→ **Work to complete**
Gather every line of the records below that holds the word "bare", and copy each one in full.

→ **Data lines**
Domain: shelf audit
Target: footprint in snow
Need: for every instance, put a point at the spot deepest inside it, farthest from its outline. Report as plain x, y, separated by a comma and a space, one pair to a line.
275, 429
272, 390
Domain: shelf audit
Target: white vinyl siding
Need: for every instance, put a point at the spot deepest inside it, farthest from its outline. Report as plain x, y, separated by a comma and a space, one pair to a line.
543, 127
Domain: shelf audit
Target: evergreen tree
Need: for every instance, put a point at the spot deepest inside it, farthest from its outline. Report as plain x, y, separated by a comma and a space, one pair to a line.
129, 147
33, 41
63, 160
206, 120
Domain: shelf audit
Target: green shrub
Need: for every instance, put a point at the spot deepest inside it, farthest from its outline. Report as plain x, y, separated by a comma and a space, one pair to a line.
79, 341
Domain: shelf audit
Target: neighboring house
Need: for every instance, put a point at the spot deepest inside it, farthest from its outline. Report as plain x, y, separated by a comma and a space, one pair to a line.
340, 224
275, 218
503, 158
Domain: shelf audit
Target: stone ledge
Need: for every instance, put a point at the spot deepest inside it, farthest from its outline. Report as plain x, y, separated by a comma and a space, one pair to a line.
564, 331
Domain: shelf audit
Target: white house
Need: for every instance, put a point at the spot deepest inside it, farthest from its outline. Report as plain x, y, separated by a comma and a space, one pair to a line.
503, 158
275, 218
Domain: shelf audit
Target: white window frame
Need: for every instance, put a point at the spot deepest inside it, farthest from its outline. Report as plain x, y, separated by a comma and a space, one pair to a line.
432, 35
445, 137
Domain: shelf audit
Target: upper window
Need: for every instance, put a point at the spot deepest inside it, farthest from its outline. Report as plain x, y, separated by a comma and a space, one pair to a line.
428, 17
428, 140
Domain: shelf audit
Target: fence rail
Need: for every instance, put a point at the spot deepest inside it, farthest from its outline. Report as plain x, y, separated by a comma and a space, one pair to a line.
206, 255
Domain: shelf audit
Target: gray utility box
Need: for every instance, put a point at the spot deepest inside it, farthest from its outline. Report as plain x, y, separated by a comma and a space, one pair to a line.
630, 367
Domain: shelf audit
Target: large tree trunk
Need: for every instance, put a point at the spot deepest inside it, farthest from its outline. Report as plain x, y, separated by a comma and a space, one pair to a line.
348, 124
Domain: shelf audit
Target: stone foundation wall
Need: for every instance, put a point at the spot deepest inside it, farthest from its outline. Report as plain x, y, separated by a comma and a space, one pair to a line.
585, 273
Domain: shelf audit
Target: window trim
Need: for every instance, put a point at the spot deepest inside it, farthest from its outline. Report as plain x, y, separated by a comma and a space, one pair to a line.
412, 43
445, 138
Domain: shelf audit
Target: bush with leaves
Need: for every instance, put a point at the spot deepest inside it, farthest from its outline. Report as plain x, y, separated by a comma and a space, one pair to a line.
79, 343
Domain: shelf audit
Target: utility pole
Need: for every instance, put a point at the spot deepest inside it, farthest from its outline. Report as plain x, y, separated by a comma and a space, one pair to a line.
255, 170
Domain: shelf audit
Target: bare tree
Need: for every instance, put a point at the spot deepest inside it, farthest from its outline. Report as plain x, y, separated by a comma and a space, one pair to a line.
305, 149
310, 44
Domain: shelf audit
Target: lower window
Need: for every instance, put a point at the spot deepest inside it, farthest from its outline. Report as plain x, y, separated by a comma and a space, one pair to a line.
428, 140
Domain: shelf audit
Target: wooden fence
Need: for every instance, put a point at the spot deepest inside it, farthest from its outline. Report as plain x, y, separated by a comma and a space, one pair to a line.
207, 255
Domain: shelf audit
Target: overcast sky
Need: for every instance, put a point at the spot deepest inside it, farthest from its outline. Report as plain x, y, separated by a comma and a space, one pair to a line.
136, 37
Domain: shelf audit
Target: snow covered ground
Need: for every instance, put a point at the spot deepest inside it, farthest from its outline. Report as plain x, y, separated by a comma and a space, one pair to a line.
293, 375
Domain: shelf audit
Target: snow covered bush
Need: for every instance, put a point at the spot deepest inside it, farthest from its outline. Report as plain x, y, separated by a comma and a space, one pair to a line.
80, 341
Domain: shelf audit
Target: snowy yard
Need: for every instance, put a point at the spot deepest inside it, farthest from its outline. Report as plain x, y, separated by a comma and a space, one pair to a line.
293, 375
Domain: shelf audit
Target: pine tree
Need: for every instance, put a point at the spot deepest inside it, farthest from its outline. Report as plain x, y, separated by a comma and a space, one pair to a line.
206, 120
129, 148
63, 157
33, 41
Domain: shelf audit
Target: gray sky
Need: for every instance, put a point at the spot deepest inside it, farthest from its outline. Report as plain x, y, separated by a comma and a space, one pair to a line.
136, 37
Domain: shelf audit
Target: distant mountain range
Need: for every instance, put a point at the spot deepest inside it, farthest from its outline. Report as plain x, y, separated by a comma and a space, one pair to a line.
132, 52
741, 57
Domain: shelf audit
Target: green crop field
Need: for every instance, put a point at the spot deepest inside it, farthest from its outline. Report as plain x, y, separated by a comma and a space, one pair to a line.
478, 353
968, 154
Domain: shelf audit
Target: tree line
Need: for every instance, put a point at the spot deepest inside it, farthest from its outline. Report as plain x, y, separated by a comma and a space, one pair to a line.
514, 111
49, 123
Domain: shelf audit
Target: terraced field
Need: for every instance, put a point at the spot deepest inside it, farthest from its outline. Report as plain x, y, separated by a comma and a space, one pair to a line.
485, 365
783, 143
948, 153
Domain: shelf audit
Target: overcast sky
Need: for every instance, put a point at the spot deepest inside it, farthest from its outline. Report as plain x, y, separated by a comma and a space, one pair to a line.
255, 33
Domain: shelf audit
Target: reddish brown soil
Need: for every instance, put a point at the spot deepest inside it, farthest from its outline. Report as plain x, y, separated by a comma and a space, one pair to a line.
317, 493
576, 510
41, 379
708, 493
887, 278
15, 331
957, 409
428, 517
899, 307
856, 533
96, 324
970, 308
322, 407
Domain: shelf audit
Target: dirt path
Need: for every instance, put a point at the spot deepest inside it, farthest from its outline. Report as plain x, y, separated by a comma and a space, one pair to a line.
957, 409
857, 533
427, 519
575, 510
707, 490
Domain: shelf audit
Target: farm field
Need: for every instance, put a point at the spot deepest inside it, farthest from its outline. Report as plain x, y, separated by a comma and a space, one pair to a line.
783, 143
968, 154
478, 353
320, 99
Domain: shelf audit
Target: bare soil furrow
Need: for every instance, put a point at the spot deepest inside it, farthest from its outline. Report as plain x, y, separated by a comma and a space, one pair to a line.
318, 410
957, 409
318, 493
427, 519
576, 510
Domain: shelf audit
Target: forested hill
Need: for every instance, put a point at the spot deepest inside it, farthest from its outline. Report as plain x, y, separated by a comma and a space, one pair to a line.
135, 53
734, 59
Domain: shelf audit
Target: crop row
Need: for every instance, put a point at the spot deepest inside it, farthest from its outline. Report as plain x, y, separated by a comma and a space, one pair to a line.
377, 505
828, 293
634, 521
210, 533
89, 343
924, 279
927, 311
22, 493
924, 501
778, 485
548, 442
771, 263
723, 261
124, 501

→ **Exercise response**
Target: bare tree
Target: bare soil furrow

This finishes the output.